(Instructions for the task):
Quote exactly, and only, the lines from the one with "Can you see the conifer" through the end of the listing.

[Stored items]
>> BEGIN

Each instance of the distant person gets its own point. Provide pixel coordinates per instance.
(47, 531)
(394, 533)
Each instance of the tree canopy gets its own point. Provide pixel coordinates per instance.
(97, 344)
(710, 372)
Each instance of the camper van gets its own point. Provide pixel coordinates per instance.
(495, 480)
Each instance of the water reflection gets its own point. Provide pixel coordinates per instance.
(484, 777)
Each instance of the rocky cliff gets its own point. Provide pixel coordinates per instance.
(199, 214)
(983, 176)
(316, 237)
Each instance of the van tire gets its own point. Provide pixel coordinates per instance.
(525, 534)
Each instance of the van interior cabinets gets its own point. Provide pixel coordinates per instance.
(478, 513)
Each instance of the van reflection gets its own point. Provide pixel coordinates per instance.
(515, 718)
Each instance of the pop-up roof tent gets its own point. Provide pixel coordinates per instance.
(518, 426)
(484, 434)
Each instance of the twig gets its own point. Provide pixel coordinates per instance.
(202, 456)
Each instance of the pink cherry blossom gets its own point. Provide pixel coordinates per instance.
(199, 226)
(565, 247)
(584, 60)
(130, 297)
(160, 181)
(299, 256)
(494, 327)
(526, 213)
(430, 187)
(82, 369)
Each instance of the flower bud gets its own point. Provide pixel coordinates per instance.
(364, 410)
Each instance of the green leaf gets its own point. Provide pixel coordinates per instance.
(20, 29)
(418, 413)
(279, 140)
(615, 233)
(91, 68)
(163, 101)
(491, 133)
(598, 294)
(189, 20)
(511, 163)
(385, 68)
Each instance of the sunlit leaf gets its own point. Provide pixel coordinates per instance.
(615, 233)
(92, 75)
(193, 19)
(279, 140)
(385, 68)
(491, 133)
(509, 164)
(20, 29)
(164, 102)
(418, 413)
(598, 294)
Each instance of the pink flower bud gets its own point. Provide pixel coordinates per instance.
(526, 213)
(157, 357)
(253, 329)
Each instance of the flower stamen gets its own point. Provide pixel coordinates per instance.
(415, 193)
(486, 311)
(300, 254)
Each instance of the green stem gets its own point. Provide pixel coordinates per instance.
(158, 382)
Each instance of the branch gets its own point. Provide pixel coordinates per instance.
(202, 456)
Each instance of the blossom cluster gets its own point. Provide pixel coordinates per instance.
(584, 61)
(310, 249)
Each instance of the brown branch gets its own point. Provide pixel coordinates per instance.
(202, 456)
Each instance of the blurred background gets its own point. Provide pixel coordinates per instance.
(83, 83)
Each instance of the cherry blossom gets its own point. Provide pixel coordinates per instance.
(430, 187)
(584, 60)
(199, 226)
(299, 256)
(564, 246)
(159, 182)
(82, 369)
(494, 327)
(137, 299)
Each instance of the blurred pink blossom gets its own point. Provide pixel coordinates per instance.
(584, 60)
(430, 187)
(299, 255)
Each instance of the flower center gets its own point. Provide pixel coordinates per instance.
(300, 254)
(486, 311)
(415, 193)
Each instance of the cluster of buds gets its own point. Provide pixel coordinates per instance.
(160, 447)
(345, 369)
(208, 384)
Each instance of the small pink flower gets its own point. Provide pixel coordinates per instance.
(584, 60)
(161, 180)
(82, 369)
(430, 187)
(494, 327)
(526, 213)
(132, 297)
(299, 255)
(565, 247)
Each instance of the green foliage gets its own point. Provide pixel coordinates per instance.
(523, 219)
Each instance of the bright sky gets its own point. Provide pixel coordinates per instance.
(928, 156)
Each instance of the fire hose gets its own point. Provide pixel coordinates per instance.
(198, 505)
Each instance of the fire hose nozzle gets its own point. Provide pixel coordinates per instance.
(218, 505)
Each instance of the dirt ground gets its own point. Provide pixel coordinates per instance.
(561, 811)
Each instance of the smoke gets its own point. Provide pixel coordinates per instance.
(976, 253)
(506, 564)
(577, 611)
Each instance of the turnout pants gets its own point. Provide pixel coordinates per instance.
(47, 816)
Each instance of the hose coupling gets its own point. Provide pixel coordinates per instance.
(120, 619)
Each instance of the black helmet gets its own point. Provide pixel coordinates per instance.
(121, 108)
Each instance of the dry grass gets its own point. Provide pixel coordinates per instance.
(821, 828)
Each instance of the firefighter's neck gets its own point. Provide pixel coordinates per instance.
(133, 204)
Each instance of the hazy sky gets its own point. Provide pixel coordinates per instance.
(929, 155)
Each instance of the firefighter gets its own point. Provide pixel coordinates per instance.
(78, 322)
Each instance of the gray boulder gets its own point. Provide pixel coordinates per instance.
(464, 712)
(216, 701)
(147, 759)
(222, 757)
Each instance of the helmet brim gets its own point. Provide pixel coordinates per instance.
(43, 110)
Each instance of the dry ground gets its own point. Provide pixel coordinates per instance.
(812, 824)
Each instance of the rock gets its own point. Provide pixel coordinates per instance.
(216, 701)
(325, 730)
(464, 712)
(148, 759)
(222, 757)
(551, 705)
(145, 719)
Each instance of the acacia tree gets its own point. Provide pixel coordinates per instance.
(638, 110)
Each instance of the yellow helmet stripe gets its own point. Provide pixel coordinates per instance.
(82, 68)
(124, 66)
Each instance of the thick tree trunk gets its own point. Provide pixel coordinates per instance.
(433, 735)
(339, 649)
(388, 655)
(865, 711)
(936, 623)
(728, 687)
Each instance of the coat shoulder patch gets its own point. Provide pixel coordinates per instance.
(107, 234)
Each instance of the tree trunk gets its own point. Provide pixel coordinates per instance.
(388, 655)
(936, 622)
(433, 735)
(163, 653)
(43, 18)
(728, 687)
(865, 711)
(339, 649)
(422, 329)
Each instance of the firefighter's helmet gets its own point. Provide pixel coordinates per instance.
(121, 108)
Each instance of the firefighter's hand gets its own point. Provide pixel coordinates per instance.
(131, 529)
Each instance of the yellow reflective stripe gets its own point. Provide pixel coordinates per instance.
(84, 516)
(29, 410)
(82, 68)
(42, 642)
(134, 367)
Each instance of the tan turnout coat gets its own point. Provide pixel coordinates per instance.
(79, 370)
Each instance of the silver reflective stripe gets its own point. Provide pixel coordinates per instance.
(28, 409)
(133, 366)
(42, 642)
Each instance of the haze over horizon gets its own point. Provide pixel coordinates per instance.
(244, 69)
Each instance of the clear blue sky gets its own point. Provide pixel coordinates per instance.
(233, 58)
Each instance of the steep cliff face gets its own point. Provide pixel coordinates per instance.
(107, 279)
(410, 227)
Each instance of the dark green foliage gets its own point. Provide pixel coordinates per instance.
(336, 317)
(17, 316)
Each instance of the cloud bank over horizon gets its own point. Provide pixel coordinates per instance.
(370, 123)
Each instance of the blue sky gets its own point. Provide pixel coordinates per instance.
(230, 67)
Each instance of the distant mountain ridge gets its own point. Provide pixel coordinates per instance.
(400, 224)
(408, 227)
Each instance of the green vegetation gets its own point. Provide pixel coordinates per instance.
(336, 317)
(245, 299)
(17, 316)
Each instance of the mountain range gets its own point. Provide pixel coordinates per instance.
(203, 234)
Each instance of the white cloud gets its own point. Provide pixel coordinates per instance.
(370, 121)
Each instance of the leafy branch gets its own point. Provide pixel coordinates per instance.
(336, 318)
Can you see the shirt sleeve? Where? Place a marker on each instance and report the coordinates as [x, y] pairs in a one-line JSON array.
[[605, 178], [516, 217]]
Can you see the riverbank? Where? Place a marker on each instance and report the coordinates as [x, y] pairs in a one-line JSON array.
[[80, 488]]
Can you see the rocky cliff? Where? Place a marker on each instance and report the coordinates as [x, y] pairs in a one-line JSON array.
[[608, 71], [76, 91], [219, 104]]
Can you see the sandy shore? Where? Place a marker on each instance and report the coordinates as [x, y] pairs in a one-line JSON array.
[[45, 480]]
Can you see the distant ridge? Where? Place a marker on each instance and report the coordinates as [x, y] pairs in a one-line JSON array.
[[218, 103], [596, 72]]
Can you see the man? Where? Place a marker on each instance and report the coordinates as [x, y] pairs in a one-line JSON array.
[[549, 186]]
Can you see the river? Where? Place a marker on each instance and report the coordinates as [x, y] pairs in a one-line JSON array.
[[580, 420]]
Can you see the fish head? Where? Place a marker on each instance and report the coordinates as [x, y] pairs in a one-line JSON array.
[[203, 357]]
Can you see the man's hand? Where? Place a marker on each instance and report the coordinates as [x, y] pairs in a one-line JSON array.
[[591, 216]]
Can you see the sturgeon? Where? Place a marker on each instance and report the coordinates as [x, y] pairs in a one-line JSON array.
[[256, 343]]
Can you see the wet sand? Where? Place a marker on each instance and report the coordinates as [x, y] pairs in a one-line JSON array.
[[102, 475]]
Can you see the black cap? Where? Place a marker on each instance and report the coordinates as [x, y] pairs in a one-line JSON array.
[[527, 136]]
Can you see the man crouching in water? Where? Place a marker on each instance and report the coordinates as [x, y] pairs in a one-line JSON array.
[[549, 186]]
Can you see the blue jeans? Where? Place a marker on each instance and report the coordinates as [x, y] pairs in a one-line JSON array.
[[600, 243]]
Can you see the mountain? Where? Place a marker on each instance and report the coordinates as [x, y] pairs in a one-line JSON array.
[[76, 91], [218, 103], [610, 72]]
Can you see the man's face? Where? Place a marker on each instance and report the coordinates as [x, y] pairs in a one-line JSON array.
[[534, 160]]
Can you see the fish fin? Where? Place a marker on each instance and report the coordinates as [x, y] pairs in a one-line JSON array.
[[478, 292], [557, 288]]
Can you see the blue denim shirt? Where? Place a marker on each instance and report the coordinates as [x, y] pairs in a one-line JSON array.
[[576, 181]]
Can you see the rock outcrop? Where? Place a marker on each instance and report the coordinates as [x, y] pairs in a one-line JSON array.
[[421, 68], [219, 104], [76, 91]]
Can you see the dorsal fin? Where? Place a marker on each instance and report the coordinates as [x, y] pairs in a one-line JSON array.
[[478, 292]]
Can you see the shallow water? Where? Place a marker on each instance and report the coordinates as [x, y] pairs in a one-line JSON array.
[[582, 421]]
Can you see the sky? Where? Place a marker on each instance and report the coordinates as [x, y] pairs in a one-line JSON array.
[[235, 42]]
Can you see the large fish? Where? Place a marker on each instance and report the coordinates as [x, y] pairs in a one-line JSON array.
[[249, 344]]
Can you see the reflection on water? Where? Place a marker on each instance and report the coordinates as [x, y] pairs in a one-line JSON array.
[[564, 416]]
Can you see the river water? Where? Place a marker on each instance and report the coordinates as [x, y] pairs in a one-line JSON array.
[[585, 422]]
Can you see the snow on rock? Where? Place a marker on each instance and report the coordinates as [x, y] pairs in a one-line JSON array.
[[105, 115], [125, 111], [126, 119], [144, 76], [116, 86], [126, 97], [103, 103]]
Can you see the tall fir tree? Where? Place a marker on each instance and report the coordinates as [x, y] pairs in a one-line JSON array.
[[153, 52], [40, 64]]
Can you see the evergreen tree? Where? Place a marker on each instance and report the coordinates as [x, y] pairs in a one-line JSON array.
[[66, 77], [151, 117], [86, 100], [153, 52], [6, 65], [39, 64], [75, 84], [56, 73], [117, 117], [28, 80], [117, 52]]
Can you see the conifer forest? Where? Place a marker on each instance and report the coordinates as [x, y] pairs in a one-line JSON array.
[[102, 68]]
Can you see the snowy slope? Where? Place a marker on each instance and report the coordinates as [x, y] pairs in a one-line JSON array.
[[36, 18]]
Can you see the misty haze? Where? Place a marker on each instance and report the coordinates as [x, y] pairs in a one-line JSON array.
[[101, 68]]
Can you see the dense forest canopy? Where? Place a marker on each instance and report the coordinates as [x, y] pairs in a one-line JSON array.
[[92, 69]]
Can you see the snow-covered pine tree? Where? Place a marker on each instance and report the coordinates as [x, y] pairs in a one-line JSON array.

>> END

(Exercise response):
Can you see the conifer forest? Where? Place a marker on each instance and report the coordinates as [x, y] pairs in a one-line JSON array.
[[102, 68]]
Can you see the snowy slope? Where? Place a marker on each instance and report the coordinates as [x, y] pairs in a one-line JSON array.
[[36, 18]]
Can you see the misty haze? Where? Place a marker on each instance and report the coordinates as [x, y] pairs in a one-line JSON array.
[[101, 68]]
Can you see the dense forest canopy? Where? Place a marker on each instance and report the coordinates as [x, y] pairs in a one-line JSON array.
[[92, 69]]
Can you see the snow-covered pine tree? Where? Place a marker on each instance and report the coordinates as [x, y] pairs in a one-line JSON array.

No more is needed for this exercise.